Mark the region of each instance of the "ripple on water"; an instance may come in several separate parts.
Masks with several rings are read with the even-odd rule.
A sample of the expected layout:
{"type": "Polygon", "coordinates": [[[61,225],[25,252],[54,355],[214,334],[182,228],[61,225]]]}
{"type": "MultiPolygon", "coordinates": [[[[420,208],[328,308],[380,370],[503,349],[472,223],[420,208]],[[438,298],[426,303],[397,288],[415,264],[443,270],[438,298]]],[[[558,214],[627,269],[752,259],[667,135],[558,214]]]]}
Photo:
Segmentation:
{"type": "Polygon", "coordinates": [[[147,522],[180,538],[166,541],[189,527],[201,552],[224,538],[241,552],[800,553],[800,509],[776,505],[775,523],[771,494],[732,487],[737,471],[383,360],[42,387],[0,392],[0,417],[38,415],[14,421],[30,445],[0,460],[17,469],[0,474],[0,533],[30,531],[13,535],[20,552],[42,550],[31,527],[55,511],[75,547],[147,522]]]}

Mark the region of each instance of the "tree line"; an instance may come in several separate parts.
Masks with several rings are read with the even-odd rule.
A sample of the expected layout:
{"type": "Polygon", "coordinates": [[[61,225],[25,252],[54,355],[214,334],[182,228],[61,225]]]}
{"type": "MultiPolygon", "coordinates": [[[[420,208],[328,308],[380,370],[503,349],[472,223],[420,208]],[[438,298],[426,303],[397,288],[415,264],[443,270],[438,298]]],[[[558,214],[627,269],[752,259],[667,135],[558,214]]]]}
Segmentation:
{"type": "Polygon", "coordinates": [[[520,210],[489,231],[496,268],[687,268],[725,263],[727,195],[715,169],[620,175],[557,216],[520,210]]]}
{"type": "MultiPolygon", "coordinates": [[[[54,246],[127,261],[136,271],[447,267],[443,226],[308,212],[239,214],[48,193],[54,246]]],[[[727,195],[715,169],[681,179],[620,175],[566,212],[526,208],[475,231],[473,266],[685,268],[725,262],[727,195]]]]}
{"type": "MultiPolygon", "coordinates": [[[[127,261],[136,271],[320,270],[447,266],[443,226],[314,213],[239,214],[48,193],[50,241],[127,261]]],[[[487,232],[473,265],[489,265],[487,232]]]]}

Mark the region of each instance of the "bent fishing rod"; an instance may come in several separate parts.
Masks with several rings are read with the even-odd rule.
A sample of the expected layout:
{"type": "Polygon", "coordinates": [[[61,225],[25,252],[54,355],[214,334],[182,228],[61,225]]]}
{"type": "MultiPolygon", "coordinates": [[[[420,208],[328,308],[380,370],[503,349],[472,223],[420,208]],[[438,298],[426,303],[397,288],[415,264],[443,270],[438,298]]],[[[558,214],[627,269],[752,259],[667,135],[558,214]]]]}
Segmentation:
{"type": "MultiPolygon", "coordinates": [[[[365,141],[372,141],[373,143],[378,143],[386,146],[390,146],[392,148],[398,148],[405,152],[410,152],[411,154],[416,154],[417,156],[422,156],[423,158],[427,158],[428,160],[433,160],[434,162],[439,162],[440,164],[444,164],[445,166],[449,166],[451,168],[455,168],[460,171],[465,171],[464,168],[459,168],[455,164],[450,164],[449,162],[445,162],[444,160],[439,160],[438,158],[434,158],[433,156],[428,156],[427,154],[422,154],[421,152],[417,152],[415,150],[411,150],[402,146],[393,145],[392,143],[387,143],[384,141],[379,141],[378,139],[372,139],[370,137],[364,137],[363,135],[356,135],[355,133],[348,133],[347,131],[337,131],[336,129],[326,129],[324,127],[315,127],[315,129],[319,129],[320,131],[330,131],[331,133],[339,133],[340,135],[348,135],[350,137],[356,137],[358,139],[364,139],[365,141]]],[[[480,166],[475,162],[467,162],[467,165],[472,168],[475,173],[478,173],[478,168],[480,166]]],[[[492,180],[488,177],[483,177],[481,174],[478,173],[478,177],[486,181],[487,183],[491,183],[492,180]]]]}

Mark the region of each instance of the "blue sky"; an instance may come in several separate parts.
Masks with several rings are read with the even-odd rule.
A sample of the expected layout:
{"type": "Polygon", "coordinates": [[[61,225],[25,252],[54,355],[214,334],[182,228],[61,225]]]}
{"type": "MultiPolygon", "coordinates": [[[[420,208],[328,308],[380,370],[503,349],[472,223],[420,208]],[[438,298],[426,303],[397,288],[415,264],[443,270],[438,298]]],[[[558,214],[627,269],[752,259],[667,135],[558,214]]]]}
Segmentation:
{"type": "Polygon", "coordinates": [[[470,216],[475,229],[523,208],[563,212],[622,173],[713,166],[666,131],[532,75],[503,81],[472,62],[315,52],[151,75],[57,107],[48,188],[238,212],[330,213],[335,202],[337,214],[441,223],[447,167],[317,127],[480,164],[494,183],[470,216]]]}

» What the task asks: The records above are to be reproduced exactly, with nothing left out.

» Completed exercise:
Mark the region of each instance of the "ripple on water"; an instance may come in several separate parts.
Masks with several rings are read with the even-odd rule.
A sample of the expected layout:
{"type": "Polygon", "coordinates": [[[61,225],[25,252],[54,355],[214,334],[182,228],[61,225]]]}
{"type": "MultiPolygon", "coordinates": [[[[420,208],[328,308],[380,370],[503,349],[472,223],[420,208]],[[438,298],[426,303],[397,288],[415,264],[443,270],[438,298]]],[[[558,214],[627,269],[752,259],[667,135],[558,214]]]]}
Photo:
Segmentation:
{"type": "Polygon", "coordinates": [[[147,522],[180,538],[166,541],[189,527],[201,552],[224,538],[241,552],[800,553],[800,509],[776,505],[775,523],[771,494],[732,487],[737,471],[383,360],[42,387],[0,392],[0,417],[38,415],[14,421],[30,445],[0,460],[17,469],[0,474],[0,533],[30,531],[13,535],[20,552],[42,550],[31,527],[55,511],[75,547],[147,522]]]}

Mark the region of each instance of the "tree line"; an instance may come in several separate parts.
Masks with several rings are read with the even-odd rule.
A sample of the expected layout:
{"type": "Polygon", "coordinates": [[[61,225],[25,252],[54,355],[214,334],[182,228],[61,225]]]}
{"type": "MultiPolygon", "coordinates": [[[[420,208],[328,308],[380,370],[503,349],[472,223],[420,208]],[[438,298],[426,303],[397,288],[415,264],[443,270],[438,298]]],[[[558,214],[627,269],[752,259],[667,135],[558,214]]]]}
Segmentation:
{"type": "Polygon", "coordinates": [[[520,210],[489,231],[496,268],[687,268],[725,263],[727,195],[715,169],[620,175],[557,216],[520,210]]]}
{"type": "MultiPolygon", "coordinates": [[[[54,246],[127,261],[136,271],[447,267],[443,226],[308,212],[239,214],[48,193],[54,246]]],[[[727,195],[715,169],[681,179],[620,175],[566,212],[526,208],[475,231],[473,266],[685,268],[725,262],[727,195]]]]}
{"type": "MultiPolygon", "coordinates": [[[[127,261],[136,271],[320,270],[447,266],[443,226],[314,213],[239,214],[48,193],[50,241],[127,261]]],[[[487,232],[473,265],[489,265],[487,232]]]]}

Mark the region of each instance of the "bent fishing rod"; an instance may come in several separate parts.
Masks with several rings are read with the even-odd rule.
A sample of the expected layout:
{"type": "Polygon", "coordinates": [[[61,225],[25,252],[54,355],[214,334],[182,228],[61,225]]]}
{"type": "MultiPolygon", "coordinates": [[[[420,208],[328,308],[380,370],[503,349],[472,223],[420,208]],[[438,298],[426,303],[397,288],[415,264],[443,270],[438,298]]],[[[558,214],[627,269],[752,259],[667,135],[558,214]]]]}
Segmentation:
{"type": "MultiPolygon", "coordinates": [[[[365,141],[372,141],[373,143],[378,143],[386,146],[390,146],[392,148],[398,148],[405,152],[410,152],[411,154],[416,154],[417,156],[422,156],[423,158],[427,158],[428,160],[433,160],[434,162],[439,162],[440,164],[444,164],[445,166],[449,166],[451,168],[455,168],[460,171],[465,171],[464,168],[459,168],[455,164],[450,164],[449,162],[445,162],[444,160],[439,160],[438,158],[434,158],[433,156],[428,156],[427,154],[422,154],[421,152],[417,152],[415,150],[411,150],[402,146],[393,145],[392,143],[387,143],[384,141],[379,141],[378,139],[372,139],[370,137],[364,137],[363,135],[356,135],[355,133],[348,133],[347,131],[337,131],[336,129],[326,129],[324,127],[315,127],[315,129],[319,129],[320,131],[330,131],[331,133],[339,133],[340,135],[348,135],[350,137],[356,137],[358,139],[364,139],[365,141]]],[[[480,166],[475,162],[467,162],[467,165],[472,168],[475,173],[478,173],[478,168],[480,166]]],[[[492,180],[488,177],[483,177],[481,174],[478,173],[478,177],[486,181],[487,183],[491,183],[492,180]]]]}

Mark the region of each instance of the "blue sky"; an instance may come in several separate parts.
Masks with several rings are read with the even-odd rule.
A sample of the expected layout:
{"type": "Polygon", "coordinates": [[[61,225],[25,252],[54,355],[214,334],[182,228],[61,225]]]}
{"type": "MultiPolygon", "coordinates": [[[[420,208],[328,308],[380,370],[503,349],[472,223],[420,208]],[[438,298],[426,303],[397,288],[415,264],[443,270],[438,298]]],[[[558,214],[627,269],[752,259],[667,135],[558,214]]]]}
Segmentation:
{"type": "Polygon", "coordinates": [[[470,216],[475,229],[523,208],[563,212],[622,173],[713,166],[666,131],[532,75],[503,81],[472,62],[315,52],[151,75],[57,107],[48,188],[238,212],[330,213],[335,202],[337,214],[441,223],[447,167],[317,127],[480,164],[494,183],[470,216]]]}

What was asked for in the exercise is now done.